▸ **Extracted data**:
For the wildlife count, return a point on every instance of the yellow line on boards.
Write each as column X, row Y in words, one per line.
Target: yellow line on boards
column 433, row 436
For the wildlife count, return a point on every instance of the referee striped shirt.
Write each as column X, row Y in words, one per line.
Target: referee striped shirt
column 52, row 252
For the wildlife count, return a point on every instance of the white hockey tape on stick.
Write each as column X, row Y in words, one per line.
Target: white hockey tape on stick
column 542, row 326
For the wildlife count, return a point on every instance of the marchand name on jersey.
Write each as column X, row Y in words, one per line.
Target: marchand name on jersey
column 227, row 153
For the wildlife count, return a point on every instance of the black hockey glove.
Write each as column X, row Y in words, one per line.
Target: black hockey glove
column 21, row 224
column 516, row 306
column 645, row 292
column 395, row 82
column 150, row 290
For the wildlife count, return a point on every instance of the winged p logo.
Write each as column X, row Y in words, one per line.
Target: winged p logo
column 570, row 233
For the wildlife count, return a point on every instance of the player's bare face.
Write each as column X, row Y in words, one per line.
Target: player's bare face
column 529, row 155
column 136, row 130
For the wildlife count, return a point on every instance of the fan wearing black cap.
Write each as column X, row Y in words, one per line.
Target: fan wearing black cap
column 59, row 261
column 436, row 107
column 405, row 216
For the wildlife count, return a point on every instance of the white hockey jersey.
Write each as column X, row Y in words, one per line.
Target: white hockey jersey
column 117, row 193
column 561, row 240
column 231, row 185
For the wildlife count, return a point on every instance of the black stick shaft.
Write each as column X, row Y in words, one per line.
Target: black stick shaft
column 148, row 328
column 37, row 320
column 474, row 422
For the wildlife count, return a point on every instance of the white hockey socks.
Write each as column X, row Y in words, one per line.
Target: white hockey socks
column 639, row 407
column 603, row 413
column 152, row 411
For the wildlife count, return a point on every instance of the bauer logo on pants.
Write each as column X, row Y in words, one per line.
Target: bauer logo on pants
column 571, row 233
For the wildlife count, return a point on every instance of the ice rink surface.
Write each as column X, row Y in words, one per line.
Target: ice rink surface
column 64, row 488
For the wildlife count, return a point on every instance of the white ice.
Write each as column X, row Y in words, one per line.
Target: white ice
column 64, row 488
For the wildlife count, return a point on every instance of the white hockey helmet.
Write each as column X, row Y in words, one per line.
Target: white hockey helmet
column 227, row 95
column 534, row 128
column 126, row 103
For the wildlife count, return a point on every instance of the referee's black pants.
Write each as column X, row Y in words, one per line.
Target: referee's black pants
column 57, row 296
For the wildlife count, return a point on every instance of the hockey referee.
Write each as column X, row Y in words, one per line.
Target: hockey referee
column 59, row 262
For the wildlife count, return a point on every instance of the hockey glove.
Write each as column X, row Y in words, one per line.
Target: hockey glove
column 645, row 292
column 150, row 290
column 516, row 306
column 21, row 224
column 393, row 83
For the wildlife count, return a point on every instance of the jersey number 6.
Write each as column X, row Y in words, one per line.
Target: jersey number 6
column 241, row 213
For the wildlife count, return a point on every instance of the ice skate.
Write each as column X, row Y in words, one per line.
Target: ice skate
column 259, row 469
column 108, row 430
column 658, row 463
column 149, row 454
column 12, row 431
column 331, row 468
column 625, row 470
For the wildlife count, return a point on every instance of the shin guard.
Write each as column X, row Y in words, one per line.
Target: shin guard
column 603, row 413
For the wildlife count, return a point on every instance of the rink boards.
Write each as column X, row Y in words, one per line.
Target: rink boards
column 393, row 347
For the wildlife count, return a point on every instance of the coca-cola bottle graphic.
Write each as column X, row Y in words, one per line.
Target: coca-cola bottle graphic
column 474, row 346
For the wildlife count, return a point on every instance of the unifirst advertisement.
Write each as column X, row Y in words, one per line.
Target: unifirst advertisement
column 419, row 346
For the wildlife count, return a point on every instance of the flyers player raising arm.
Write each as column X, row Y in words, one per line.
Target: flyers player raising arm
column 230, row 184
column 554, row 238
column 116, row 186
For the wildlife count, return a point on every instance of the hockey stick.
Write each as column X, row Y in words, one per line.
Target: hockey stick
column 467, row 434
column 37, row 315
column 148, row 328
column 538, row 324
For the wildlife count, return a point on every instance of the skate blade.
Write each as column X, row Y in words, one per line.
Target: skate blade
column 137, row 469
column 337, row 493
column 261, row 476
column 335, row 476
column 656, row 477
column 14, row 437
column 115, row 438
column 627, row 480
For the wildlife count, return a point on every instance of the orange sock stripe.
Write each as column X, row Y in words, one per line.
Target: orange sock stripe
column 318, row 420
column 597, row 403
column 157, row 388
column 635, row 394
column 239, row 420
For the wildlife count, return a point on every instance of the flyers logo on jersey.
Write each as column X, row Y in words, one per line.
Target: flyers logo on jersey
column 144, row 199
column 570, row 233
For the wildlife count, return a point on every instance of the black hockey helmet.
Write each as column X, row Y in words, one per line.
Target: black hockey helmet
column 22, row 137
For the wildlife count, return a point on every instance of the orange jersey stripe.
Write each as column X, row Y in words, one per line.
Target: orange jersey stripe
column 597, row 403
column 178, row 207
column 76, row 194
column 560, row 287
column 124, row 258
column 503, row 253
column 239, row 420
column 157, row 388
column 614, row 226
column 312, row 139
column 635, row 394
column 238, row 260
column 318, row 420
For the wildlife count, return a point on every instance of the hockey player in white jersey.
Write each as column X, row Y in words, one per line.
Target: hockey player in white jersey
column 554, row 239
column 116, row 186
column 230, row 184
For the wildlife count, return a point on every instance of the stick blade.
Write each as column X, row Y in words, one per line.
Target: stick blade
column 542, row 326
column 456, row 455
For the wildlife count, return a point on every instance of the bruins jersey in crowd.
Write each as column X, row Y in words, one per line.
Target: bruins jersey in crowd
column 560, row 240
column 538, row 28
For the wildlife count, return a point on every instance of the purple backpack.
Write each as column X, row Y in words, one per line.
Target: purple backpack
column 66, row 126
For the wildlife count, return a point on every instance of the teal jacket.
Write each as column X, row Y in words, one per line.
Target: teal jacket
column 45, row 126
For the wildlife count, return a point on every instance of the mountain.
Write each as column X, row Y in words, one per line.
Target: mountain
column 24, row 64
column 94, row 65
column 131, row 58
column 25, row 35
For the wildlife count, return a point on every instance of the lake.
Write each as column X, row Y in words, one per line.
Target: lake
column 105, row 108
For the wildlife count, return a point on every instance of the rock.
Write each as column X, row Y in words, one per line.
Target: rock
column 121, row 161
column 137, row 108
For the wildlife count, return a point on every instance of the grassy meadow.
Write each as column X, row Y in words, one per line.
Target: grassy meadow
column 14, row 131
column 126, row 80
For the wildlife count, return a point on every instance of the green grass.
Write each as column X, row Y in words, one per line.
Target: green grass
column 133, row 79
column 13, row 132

▸ **What the exercise asks**: Can you rewrite all of the data above, replacing every "wildlife count" with "photo survey" and leaving everything else unchanged?

▸ **The solution**:
For the photo survey, return a point on every instance of the yellow line on boards.
Write each as column X, row Y in words, one per line.
Target: yellow line on boards
column 433, row 436
For the photo survey, return a point on every instance of the referee striped shirt.
Write each as column X, row Y in words, one per line.
Target: referee striped shirt
column 52, row 252
For the photo survey, return a point on every instance of the white hockey tape on stick.
Write each as column X, row Y in words, one per line.
Target: white hockey tape on stick
column 542, row 326
For the photo survey, return a point on every instance of the marchand name on jersey.
Write each as column X, row Y in words, one per line.
Target: marchand name on jersey
column 227, row 153
For the photo survey, return a point on every instance of the black hockey glove.
Write each as column X, row Y in words, one per line.
Target: black hockey glove
column 21, row 224
column 516, row 306
column 645, row 292
column 395, row 82
column 150, row 290
For the photo survey, return a point on every instance of the winged p logo.
Write each as column X, row Y in words, one per line.
Target: winged p logo
column 570, row 233
For the photo survey, return a point on every instance of the player's bare face.
Write each as column X, row Y in words, one per line.
Target: player's bare face
column 529, row 155
column 136, row 130
For the photo survey, return a point on every instance of the fan wearing black cap.
Write each as column X, row Y in words, one per line.
Target: fan wearing black cap
column 59, row 261
column 436, row 107
column 405, row 216
For the photo survey, return a point on every instance of the white hockey jersey.
Write each as column X, row Y in words, one per line.
Target: white hockey jersey
column 117, row 193
column 561, row 240
column 231, row 185
For the photo survey, return a point on every instance of the black stick shaft.
Write each as column X, row Y in words, one per line.
Target: black stick shaft
column 148, row 328
column 37, row 320
column 474, row 422
For the photo survey, return a point on every instance of the white hockey socks.
Write each as column X, row Y in words, one per line.
Target: white hockey socks
column 639, row 407
column 603, row 413
column 152, row 411
For the photo survey, return a point on every instance of the bauer logo on pants.
Write each as column X, row Y in words, one per line.
Target: bauer logo on pants
column 571, row 233
For the photo survey, return a point on every instance of the ice rink surface.
Write each as column X, row Y in words, one per line.
Target: ice rink surface
column 64, row 488
For the photo survey, return a point on every instance of the white ice.
Write each as column X, row Y in words, one per line.
Target: white ice
column 64, row 488
For the photo survey, return a point on every instance of the white hockey helmet.
Write each as column X, row Y in words, one per line.
Target: white hockey helmet
column 227, row 95
column 534, row 128
column 126, row 103
For the photo survey, return a point on every instance of the referee's black pants.
Write each as column X, row Y in words, one per line.
Target: referee's black pants
column 57, row 296
For the photo survey, return a point on every instance of the hockey referee.
Write each as column X, row Y in words, one per line.
Target: hockey referee
column 59, row 262
For the photo survey, return a point on every instance of the hockey glove.
Write each as column X, row Y in words, one per line.
Target: hockey glove
column 645, row 292
column 150, row 290
column 516, row 306
column 21, row 224
column 393, row 83
For the photo survey, return a point on every instance of the jersey number 6.
Write each as column X, row Y in words, one per line.
Target: jersey number 6
column 241, row 213
For the photo survey, return a point on every instance of the ice skate.
Write each as column X, row Y in words, one per line.
Target: ice skate
column 259, row 469
column 108, row 430
column 658, row 463
column 149, row 454
column 12, row 431
column 331, row 468
column 625, row 470
For the photo survey, return a point on every instance of the shin guard.
Write each as column X, row Y in words, one per line.
Target: shin guard
column 603, row 413
For the photo survey, return a point on every instance of the rink boards.
Write each as column X, row Y in words, one per line.
Target: rink boards
column 393, row 347
For the photo survey, return a point on every instance of the coca-cola bottle graphic.
Write each as column X, row Y in words, one per line.
Target: coca-cola bottle graphic
column 474, row 346
For the photo survey, return a point on every instance of the unifirst advertisement.
Write each as column X, row Y in words, one per line.
Target: unifirst advertisement
column 419, row 346
For the photo survey, return a point on every instance of the flyers player raising arm.
Write each as column X, row Y in words, one per line.
Target: flyers player raising arm
column 230, row 184
column 554, row 238
column 116, row 186
For the photo survey, return a point on every instance of the hockey stick.
Write each as column X, row Y in words, one per line.
Target: hockey stick
column 467, row 434
column 37, row 315
column 148, row 328
column 538, row 324
For the photo survey, return a point on every instance of the skate blade.
Write each as column X, row Y in words, one per line.
Target: skate blade
column 137, row 469
column 337, row 493
column 261, row 476
column 335, row 476
column 656, row 477
column 14, row 437
column 115, row 438
column 627, row 480
For the photo survey, return a point on every instance of the orange sock stripe.
Write each as column X, row Y in words, one per line.
Target: orange sock stripe
column 318, row 420
column 597, row 403
column 157, row 388
column 635, row 394
column 239, row 420
For the photo survey, return a point on every instance of the flyers logo on jersey.
Write each as column X, row Y in words, one per line.
Target: flyers logo on jersey
column 144, row 199
column 570, row 233
For the photo survey, return a point on every instance of the black hockey helmet.
Write each as column X, row Y in words, one per line.
Target: black hockey helmet
column 22, row 137
For the photo survey, return a point on every instance of the orange jersey stripe.
Write each as column X, row Y in words, one per line.
Target: orange jersey stripe
column 597, row 403
column 178, row 207
column 76, row 194
column 560, row 287
column 124, row 258
column 503, row 253
column 239, row 420
column 157, row 388
column 614, row 226
column 312, row 139
column 635, row 394
column 238, row 260
column 318, row 420
For the photo survey, return a point on every instance of the hockey player in white jersey.
Write each as column X, row Y in words, one per line.
Target: hockey player in white jersey
column 554, row 239
column 116, row 186
column 230, row 184
For the photo survey, return a point on every instance of the stick blade.
Write each as column X, row Y in words, one per line.
Target: stick blade
column 542, row 326
column 456, row 455
For the photo survey, return a point on every instance of the bruins jersey in crowd.
Write each as column X, row Y in words, one per line.
Target: bruins jersey in crowd
column 560, row 240
column 538, row 28
For the photo survey, return a point on every instance of the purple backpack.
Write each as column X, row Y in words, one per line.
Target: purple backpack
column 66, row 126
For the photo survey, return a point on every instance of the teal jacket.
Write each as column X, row Y in words, one per line.
Target: teal jacket
column 45, row 126
For the photo survey, return a point on every instance of the mountain.
Write each as column X, row Y in words, one per line.
Target: mountain
column 24, row 64
column 94, row 65
column 131, row 58
column 25, row 35
For the photo survey, return a point on every instance of the lake.
Write each as column X, row Y in words, one per line.
Target: lake
column 105, row 108
For the photo survey, return a point on every instance of the rock.
Write each as column X, row Y in words, one per line.
Target: rock
column 121, row 161
column 137, row 108
For the photo survey, return a point on every instance of the grassy meadow.
Write each as column X, row Y in words, one per line.
Target: grassy meadow
column 14, row 131
column 126, row 80
For the photo survey, return a point on every instance of the green grass.
Write each as column X, row Y in words, one per line.
Target: green grass
column 133, row 79
column 13, row 132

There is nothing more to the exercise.